- _Text shown_:
■ ■ ■

3 Simulation results
Utilizing the mathematical model y = Ay + Bx + e, we conducted a comprehensive assessment of our algorithm's performance. By generating x and e from a normal distribution, we simulated various scenarios to gauge the effectiveness of our approach. We compared our package with OneSampleMR, a recent and advanced R package for MR, based on true positive rate (TPR), false positive rate (FPR), false discovery rate (FDR), Matthew's correlation coefficient (MCC), and area under the receiver operating characteristic curve (AUC) at different sample sizes (10k, 30k, 50k), network sizes (5, 10), sparsity of A (25%, 50%), and effect sizes (0.1, −0.1). We adjust the standard deviation of the noise to achieve different variance explained levels (1%, 3%, 5%, and 10%). B is set to be the identity matrix. The detailed results are presented in the Supplementary Materials, Supplementary Section S12 and Supplementary Tables S2–S5. Notably, our approach consistently yielded equivalent results when applied to both individual-level data and summary-level data, validating its versatility and reliability across different data availability scenarios. As an example of comparison (Fig. 1), it is evident that the networks produced by our method, exhibit a substantial improvement in accuracy compared to those generated by the package OneSampleMR. For further details on the selection of instrumental variables in real-world data and the application of these methods to GTEx (GTEx Consortium 2020) V7 data, please refer to Supplementary Materials, Supplementary Section S13. In addition, we evaluated MR.RGM's sensitivity to the assumption of normal errors by comparing performance across various error distributions, including normal, t-distributions, and Laplace. The results, indicating that MR.RGM is not sensitive to the normal error assumption, are detailed in Supplementary Materials, Supplementary Section S8 and Supplementary Table S1.

Figure 1.1 represents the true graph. Figure 1.2 illustrates the causal network estimated by MR.RGM with the Spike and Slab prior. Figure 1.3, 1.4, and 1.5 depict the causal graph estimated by OneSampleMR with different alpha values. Figure 1.6 displays the heatmap of the causal graph created by MR.RGM. In the heatmap, each entry corresponds to node i in the horizontal row and node j in the vertical row, indicating the posterior probability of the causal effect of node j on node i. Lighter colors signify lower probabilities of any causal effect.
4 Conclusion
This paper introduces MR.RGM, an R package for exploring causal relationships in complex biological systems. MR.RGM constructs comprehensive causal graphs possibly with feedback loops, accommodating both individual and summary-level data. Its versatility, adaptability to diverse data formats, and network-based strategy enhance causal inference. MR.RGM's Bayesian approach enables uncertainty quantification and holds the promise to advance genetics and epidemiology research by uncovering complex biological phenomena.
Author contributions
B.S. and Y.N. conceived the methods and algorithms; B.S. developed the R package and performed simulations and data analyses under the supervision of Y.N.; and B.S. and Y.N. wrote and reviewed the manuscript.
Supplementary data
Supplementary data are available at Bioinformatics online.
Conflict of interest: None declared.
Funding
This work was partially supported by National Institutes of Health 1R01GM148974-01 and National Science Foundation DMS-2112943 [to Y.N.].
Data availability
The GTEx data were downloaded from the GTEx Consortium.

■ ■ ■

- _Task_:
In the text on the MR.RGM package, which error distributions were compared to test sensitivity to the normal error assumption? The entries below are not needed for this work.

■ ■ ■

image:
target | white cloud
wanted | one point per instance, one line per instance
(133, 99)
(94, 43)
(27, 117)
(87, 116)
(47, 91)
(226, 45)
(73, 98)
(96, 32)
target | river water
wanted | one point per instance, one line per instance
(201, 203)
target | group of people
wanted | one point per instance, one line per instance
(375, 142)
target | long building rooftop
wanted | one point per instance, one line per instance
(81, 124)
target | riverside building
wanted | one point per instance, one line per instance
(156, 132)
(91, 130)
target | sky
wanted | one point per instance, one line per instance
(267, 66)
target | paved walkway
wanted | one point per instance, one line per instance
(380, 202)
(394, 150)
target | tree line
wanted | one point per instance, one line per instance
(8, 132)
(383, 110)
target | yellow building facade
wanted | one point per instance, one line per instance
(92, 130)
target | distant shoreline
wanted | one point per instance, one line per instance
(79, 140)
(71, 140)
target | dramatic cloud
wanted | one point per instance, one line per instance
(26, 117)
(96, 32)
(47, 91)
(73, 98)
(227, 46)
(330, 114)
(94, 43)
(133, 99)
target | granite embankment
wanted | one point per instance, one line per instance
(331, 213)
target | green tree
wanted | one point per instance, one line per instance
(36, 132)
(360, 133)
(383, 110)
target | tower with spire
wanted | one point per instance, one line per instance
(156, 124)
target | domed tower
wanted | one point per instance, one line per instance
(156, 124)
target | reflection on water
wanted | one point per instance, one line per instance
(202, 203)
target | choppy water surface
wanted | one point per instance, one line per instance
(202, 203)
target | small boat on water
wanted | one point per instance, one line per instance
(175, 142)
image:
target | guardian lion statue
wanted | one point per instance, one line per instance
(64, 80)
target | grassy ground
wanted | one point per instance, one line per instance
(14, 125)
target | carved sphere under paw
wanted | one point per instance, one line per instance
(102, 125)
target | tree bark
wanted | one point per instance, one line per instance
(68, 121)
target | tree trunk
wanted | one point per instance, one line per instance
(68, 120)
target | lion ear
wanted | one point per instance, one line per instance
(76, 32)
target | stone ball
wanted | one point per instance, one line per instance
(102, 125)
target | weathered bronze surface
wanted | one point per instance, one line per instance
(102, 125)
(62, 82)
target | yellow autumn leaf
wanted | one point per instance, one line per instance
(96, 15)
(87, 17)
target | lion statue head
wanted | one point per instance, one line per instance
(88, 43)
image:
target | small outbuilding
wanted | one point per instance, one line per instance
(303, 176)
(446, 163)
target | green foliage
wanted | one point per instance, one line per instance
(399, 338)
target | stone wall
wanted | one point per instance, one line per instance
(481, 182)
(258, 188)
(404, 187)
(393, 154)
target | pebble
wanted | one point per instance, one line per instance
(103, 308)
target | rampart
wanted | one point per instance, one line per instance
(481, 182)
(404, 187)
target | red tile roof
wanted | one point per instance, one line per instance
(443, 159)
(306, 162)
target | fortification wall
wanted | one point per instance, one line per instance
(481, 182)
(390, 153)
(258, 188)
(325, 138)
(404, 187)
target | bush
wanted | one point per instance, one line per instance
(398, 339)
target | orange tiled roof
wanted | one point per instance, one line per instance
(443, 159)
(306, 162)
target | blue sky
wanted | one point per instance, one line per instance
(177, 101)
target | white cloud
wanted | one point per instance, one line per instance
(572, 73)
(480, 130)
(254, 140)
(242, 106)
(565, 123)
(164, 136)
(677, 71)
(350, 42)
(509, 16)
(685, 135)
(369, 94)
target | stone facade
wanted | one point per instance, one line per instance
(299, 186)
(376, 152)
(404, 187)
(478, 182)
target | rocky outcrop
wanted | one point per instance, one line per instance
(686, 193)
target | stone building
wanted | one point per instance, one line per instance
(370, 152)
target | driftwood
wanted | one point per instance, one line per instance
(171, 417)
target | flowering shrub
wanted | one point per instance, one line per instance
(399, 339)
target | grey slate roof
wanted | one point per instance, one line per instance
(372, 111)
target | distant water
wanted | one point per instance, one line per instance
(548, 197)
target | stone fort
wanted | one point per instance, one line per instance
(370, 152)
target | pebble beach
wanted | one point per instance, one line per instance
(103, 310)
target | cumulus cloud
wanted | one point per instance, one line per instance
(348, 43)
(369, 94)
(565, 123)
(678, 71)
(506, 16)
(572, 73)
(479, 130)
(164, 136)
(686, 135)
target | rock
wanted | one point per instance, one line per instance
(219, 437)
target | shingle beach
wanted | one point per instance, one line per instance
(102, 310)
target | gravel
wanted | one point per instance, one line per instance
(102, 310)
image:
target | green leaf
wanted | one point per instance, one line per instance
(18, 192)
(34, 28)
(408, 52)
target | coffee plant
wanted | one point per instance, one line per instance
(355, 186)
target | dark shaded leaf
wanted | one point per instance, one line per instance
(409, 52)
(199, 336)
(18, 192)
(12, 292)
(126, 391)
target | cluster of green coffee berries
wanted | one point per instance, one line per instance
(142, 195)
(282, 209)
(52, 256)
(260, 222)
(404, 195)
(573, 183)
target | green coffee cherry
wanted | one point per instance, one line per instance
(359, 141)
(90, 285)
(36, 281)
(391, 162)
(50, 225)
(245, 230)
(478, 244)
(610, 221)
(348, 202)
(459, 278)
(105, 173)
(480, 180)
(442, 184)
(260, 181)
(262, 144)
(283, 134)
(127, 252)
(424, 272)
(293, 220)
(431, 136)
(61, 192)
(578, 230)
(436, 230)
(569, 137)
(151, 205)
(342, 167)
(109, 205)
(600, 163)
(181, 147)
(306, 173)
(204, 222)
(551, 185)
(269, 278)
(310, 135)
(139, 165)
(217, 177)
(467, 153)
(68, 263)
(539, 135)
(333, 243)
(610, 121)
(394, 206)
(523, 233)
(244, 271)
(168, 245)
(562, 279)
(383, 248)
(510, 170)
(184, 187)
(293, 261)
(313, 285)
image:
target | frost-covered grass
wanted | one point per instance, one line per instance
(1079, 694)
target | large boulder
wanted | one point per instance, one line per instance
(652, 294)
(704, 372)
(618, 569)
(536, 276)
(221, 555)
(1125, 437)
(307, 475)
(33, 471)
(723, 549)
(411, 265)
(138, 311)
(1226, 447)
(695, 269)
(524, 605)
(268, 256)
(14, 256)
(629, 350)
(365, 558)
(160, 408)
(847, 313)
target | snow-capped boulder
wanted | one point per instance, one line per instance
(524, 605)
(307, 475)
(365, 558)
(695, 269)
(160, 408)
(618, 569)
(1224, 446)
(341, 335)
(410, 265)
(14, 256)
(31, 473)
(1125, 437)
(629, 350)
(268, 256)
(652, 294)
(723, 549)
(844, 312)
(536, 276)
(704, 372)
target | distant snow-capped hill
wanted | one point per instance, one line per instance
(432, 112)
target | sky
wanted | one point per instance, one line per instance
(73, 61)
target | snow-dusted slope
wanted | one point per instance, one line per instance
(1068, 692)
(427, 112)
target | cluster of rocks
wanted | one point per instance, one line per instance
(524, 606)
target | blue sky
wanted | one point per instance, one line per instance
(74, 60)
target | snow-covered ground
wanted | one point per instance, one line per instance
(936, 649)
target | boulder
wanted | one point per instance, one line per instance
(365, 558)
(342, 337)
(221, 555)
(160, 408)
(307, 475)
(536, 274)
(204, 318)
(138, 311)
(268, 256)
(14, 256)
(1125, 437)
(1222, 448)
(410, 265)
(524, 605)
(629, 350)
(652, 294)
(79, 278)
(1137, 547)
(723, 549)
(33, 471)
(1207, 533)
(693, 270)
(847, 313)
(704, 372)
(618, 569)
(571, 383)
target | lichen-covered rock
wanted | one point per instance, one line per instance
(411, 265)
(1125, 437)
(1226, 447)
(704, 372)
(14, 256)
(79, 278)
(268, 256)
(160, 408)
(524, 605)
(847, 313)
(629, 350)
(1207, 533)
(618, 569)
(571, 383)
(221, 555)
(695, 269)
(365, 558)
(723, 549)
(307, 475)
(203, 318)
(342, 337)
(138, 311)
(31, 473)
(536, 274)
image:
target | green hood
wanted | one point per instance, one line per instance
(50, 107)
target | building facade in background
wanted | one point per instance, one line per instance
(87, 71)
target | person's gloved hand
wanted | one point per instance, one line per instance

■ ■ ■

- _Reply_:
Normal, t-distributions, and Laplace.